• WRITTEN PROBLEM: Copy out the whole text on index numbers below, word for word.

• TEXT SHOWN:
1. What is an index number and why is it important in economic analysis?
Ans. An index number is a statistical measure that represents the relative change in a variable over time or across different entities. It is important in economic analysis as it helps economists and analysts assess trends in economic indicators such as prices, production, and consumption, allowing for better decision-making and policy formulation.
2. What are the different methods for constructing index numbers?
Ans. The main methods for constructing index numbers include the Simple Aggregative Method, Simple Average of Relatives, and the Weighted Method. Each method has its own approach to calculating the index number based on the nature of the data and the purpose of the analysis.
3. How does the Simple Aggregative Method work in constructing index numbers?
Ans. The Simple Aggregative Method calculates the index number by comparing the total value of a set of items in a given period to the total value of the same items in a base period. The formula typically involves summing the values for both periods and then dividing the current period's total by the base period's total, often multiplied by 100.
4. What is the significance of using a Weighted Method for index numbers?

• GIVEN DATA:
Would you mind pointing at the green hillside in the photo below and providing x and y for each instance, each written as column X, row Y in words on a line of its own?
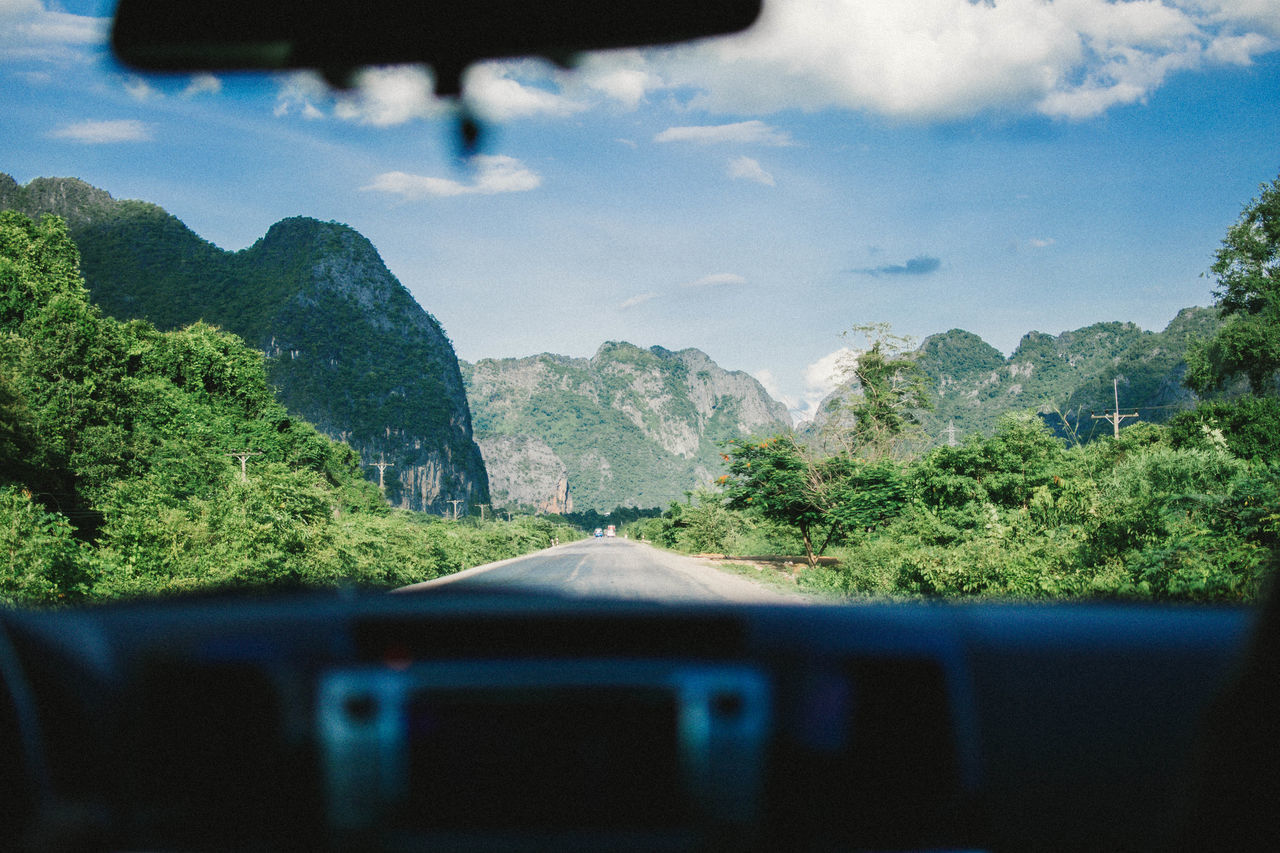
column 347, row 346
column 138, row 461
column 1065, row 378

• WRITTEN SOLUTION:
1. What is an index number and why is it important in economic analysis?
Ans. An index number is a statistical measure that represents the relative change in a variable over time or across different entities. It is important in economic analysis as it helps economists and analysts assess trends in economic indicators such as prices, production, and consumption, allowing for better decision-making and policy formulation.
2. What are the different methods for constructing index numbers?
Ans. The main methods for constructing index numbers include the Simple Aggregative Method, Simple Average of Relatives, and the Weighted Method. Each method has its own approach to calculating the index number based on the nature of the data and the purpose of the analysis.
3. How does the Simple Aggregative Method work in constructing index numbers?
Ans. The Simple Aggregative Method calculates the index number by comparing the total value of a set of items in a given period to the total value of the same items in a base period. The formula typically involves summing the values for both periods and then dividing the current period's total by the base period's total, often multiplied by 100.
4. What is the significance of using a Weighted Method for index numbers?